Stored data entries:
○ ○ ○

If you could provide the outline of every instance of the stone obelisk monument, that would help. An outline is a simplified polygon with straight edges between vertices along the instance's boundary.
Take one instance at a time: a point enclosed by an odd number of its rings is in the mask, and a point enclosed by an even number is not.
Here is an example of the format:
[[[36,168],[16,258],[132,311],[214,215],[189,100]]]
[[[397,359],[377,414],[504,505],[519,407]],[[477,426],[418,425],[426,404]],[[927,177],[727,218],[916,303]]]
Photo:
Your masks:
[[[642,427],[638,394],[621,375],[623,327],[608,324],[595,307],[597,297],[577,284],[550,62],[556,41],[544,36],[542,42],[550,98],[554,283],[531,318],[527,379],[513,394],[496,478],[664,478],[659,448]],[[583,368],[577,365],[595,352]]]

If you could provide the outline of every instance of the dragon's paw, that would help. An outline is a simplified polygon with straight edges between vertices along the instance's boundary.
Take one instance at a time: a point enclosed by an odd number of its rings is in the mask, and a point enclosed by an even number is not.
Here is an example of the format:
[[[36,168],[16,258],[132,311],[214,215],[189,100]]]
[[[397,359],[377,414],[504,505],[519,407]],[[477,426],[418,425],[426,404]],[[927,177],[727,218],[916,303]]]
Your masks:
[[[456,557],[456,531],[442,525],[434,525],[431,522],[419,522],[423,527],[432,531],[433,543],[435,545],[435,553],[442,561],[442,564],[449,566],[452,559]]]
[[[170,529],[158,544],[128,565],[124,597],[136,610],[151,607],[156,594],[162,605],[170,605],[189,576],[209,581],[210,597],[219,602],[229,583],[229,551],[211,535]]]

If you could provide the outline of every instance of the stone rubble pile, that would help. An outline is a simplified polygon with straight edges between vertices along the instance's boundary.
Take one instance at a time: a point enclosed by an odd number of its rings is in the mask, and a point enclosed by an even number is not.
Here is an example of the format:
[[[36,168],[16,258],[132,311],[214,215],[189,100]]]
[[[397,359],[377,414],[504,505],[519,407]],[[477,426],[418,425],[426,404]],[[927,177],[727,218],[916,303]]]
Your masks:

○ ○ ○

** DIRECTIVE **
Reproduce every line of the entries above as a numbered list, omitting the blank lines.

** WORKED ANSWER **
1. If you could provide the outline of every instance of the stone obelisk monument, that would help. An outline is a simplified polygon with straight edges between vertices along the instance's boundary.
2. Take one instance at a time: a point enclosed by an odd number of its rings is in the mask, and a point enclosed by an even number is not.
3. Here is an example of the format:
4. [[[36,168],[16,258],[132,311],[214,215],[189,100]]]
5. [[[397,359],[377,414],[504,505],[519,407]],[[477,426],[418,425],[426,404]],[[927,177],[727,218],[916,303]]]
6. Photo:
7. Your masks:
8. [[[642,427],[638,394],[621,375],[623,327],[608,324],[595,307],[597,297],[577,284],[550,62],[556,41],[544,36],[542,42],[550,98],[554,283],[531,318],[527,379],[513,394],[496,478],[664,478],[659,448]],[[583,368],[577,365],[595,352]]]
9. If you could provide the outline of every instance of the dragon's paw, that would help. An outline is a simplified polygon with straight edges between vertices along the instance's boundary.
10. Take one instance at a time: a point enclosed by an odd number of its rings is in the mask, and a point enclosed by an even number is not.
11. Here is an example of the format:
12. [[[36,168],[16,258],[132,311],[214,215],[189,100]]]
13. [[[397,359],[377,414],[504,505],[519,407]],[[477,426],[418,425],[426,404]],[[927,177],[727,218],[916,303]]]
14. Your masks:
15. [[[456,557],[456,531],[442,525],[434,525],[431,522],[419,522],[423,527],[432,531],[433,543],[435,545],[435,553],[442,561],[442,564],[449,566],[452,559]]]
16. [[[170,529],[158,544],[128,565],[124,597],[136,610],[151,607],[156,594],[162,605],[170,605],[189,576],[209,581],[210,597],[219,602],[229,583],[229,551],[211,535]]]
17. If you could provide the outline of every instance of the stone rubble pile, that would help. An outline is a simplified polygon with straight edges between vertices along the instance's boundary.
18. Take one instance at a time: a point enclosed by an odd number of its rings is in the mask, and a point enclosed by an even number is not.
19. Here is an example of the format:
20. [[[36,168],[16,258],[132,311],[214,215],[189,100]]]
21. [[[397,359],[377,414],[504,505],[519,407]],[[477,426],[418,425],[426,404]],[[927,177],[727,218],[916,303]]]
22. Your masks:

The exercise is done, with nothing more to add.